▶ **Work task**
An exact transcription of all the data is the expected reply.

▶ **Supplied data**

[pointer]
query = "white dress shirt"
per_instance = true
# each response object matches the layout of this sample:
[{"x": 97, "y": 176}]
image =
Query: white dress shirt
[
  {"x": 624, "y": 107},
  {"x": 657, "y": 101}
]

▶ **Written reply**
[pointer]
query = "white dress shirt"
per_instance = true
# each response object matches the layout of this sample:
[{"x": 97, "y": 176}]
image =
Query: white dress shirt
[
  {"x": 624, "y": 107},
  {"x": 657, "y": 101}
]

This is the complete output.